#### [Задания для работы]
A. Почему, согласно отрывку, каждый в колонне стремился попасть в её середину? Ответьте в одном–трёх предложениях.
B. Ответьте по отрывку на вопросы:
(i) Когда колонну вывели из Кировограда?
(ii) Какая стояла жара?
(iii) Что выкрикивал конвой?
C. Напишите продолжение воспоминания о марше колонны из Кировограда, начав сразу после последней фразы отрывка.

#### [Отрывок]
------------
Нас вывели из Кировограда в 10 часов утра 1 августа. А в два часа дня в Кировограде уже были немцы. Немцы не спешили, Они занимали очередной город и сколько-то дней наводили свои порядки. А в те дни, когда они двигались, они двигались молниеносно. Были ли позади нас какие-то советские войска - я не знаю. Пальбу мы слышали, но никакие отступающие советские части нас не перегоняли. Правда, шли мы очень быстро.
Все было ослепительно залито солнцем. В полдень оно стало невыносимым. Ведь это Украина, август месяц. Было примерно 35 градусов жары. Шло огромное количество людей, и над этой толпой стояло марево пыли, марево. Дышать было не просто нечем, дышать было невозможно. Так как на совсем небольшом расстоянии друг от друга шли конвоиры и у каждого на поводке овчарка, то помимо воли, независимо от сознания, что этим подставляешь под овчарку кого-то другого, каждый стремился в середину колонны. Каждый. Но мешал конвой. Все время оклики: "Не менять мест! Не меняться!"
------------
#### [Данные набора]

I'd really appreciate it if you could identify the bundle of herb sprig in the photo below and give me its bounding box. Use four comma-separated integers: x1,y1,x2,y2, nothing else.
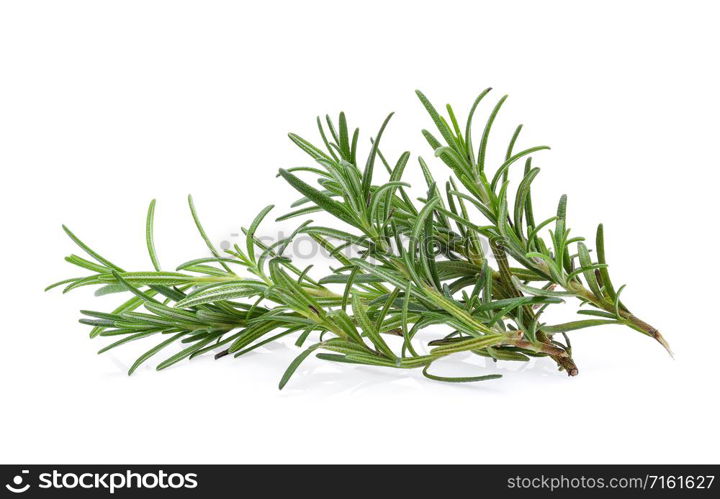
50,89,669,388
------------
#### [Письменные ответы]
A. На совсем небольшом расстоянии друг от друга шли конвоиры, и у каждого на поводке была овчарка. Поэтому каждый помимо воли стремился в середину колонны, хотя понимал, что этим подставляет под овчарку кого-то другого.

B.
(i) В 10 часов утра 1 августа.
(ii) Примерно 35 градусов.
(iii) «Не менять мест! Не меняться!»

C.
В руках у каждого был узел. Несла и я свой. Взяла с собой даже телогрейку. Без телогрейки очень трудно прожить заключенному. Это и подушка, и подстилка, и укрытие - всё. Ведь в подавляющем большинстве тюрем нет ни коек, ни матрацев, ни белья.
Но когда мы по этой жаре прошли 30 километров, я свой узел тихонько положила на обочину. Ничего себе не оставила, ни ниточки. Поняла, что мне уже ничего не донести.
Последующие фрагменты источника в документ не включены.